Economic Influencers between 1900 and 1929

 “Henry Ford came into the world on July 30, 1863, when the smoke had barely cleared from the Battle of Gettysburg, when Queen Victoria and Napoleon III were in the middle of their reigns, and before the electric lightbulb, the telephone, or the phonograph had been invented.”[1]

Henry Ford was born in Springwell's Township near Detroit, which is also near Dearborn, a town that he would come to be associated with. His father gave him a pocket watch at the age of 12 & he began to tinker, eventually disassembling and reassembling the watch. By the age of 15, Ford was repairing watching in his neighborhood. While he had a series of jobs in different industries prior to establishing the Ford Motor Company, it was the watch repair that gave him his breakthrough idea. A ”product for the masses”[2] that was affordable.

His work for Westing House Steam Engines taught him how pistons worked. [3]

In 1891 he went to work for Edison Illuminating Company of Detroit

By 1892, Ford had built his first functional combustion engine powered car.[4]

On August 5, 1899, Ford founded the Detroit Automobile Company. That company lasted two years. While he had to close the company, it taught Ford how to avoid making an expensive car that only the wealthy could afford to buy.[5] He then worked for the Dodge brothers and the company that would become Cadilac.

On June 16, 1903, the Ford Motor Company was born. Henry Ford had jumped around from company to company for over 15 years, all along the way he acquired knowledge as he went.[6]

It was that broad base of knowledge that helped Henry Ford to become one of the most successful car makers of his time. From management to machinery, Henry Ford’s many different jobs provided him with the knowledge of every aspect of car making. He debuted the Model T in 1908 at an initial cost of $825.[7] By 1916, the price had dropped to under $400 or two months' pay for a Ford employee. Ford had achieved his dream of mass producing a car that the masses could afford to own. That’s less than $11,000 in 2024.[8]

By 1918, 50% of all the cars in the USA were Ford Model Ts.[9] There were two reason for this: one was the simplicity of Ford’s car. The Model T was a simple car that lacked modern luxuries. The Model T did not have air conditioning or heat. It didn’t have power windows or power steering. That is one reason why Ford was able to keep the price so low.

ENTRIES PROVIDED:
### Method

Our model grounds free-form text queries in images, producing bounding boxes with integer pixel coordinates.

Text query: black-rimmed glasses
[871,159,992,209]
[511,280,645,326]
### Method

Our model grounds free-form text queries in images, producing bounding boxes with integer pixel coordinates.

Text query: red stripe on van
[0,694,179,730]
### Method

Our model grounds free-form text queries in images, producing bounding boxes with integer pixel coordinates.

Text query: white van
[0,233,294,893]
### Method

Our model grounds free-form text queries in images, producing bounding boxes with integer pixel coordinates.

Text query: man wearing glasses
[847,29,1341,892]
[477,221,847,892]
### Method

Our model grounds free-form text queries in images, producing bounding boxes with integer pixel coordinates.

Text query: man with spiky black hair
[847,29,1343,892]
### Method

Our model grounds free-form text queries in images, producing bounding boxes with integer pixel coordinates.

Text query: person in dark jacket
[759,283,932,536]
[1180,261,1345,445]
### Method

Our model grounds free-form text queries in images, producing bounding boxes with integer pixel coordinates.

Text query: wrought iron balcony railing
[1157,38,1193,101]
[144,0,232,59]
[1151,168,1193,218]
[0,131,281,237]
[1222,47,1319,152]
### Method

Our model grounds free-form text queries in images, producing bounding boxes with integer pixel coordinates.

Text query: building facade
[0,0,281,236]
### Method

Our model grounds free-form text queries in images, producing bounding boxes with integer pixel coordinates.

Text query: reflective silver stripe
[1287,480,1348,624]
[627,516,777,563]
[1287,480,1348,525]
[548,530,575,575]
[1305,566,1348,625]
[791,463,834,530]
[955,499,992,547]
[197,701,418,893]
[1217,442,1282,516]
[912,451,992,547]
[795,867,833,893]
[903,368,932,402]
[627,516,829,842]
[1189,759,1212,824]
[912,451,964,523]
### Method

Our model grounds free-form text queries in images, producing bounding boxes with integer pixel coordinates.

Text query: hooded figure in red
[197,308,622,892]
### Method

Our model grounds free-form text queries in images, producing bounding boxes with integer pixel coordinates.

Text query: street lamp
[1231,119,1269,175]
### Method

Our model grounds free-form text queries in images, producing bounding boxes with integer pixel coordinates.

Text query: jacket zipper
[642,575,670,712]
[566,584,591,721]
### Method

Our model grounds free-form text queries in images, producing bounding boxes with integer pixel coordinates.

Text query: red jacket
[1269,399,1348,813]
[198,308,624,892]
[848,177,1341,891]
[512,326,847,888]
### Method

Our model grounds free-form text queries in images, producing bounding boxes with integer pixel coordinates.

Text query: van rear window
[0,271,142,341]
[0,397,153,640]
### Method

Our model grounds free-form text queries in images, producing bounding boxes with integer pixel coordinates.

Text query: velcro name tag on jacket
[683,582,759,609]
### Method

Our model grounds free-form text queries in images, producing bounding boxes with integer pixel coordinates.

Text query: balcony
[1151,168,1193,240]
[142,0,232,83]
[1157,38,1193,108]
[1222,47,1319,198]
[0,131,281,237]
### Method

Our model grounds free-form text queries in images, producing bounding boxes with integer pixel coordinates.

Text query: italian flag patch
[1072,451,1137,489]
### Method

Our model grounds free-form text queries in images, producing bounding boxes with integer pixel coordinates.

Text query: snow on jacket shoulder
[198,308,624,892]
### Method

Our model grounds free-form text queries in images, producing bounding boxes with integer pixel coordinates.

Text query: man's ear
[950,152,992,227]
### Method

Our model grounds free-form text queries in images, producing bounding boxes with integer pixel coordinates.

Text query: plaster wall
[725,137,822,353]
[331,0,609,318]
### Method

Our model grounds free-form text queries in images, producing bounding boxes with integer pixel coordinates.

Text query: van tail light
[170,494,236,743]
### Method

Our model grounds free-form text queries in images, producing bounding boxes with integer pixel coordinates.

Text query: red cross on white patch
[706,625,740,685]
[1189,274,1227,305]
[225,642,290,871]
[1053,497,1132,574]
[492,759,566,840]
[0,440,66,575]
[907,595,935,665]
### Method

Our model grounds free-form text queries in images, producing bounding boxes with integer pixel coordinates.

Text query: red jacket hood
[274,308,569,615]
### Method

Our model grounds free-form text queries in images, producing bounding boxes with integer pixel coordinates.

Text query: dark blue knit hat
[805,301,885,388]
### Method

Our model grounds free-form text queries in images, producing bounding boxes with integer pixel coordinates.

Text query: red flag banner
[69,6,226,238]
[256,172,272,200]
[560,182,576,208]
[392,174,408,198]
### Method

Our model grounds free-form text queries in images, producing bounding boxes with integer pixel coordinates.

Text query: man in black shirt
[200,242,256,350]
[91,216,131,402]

WHAT TO DO:
(1) Extract everything in the Henry Ford passage from "Economic Influencers between" down to "that was affordable.", with both of those phrases included.
(2) Copy everything in the entries from their very first line down to the line containing "[0,694,179,730]", including that line, and nothing more.

TASK ANSWERS:
(1)
Economic Influencers between 1900 and 1929

 “Henry Ford came into the world on July 30, 1863, when the smoke had barely cleared from the Battle of Gettysburg, when Queen Victoria and Napoleon III were in the middle of their reigns, and before the electric lightbulb, the telephone, or the phonograph had been invented.”[1]

Henry Ford was born in Springwell's Township near Detroit, which is also near Dearborn, a town that he would come to be associated with. His father gave him a pocket watch at the age of 12 & he began to tinker, eventually disassembling and reassembling the watch. By the age of 15, Ford was repairing watching in his neighborhood. While he had a series of jobs in different industries prior to establishing the Ford Motor Company, it was the watch repair that gave him his breakthrough idea. A ”product for the masses”[2] that was affordable.

(2)
### Method

Our model grounds free-form text queries in images, producing bounding boxes with integer pixel coordinates.

Text query: black-rimmed glasses
[871,159,992,209]
[511,280,645,326]
### Method

Our model grounds free-form text queries in images, producing bounding boxes with integer pixel coordinates.

Text query: red stripe on van
[0,694,179,730]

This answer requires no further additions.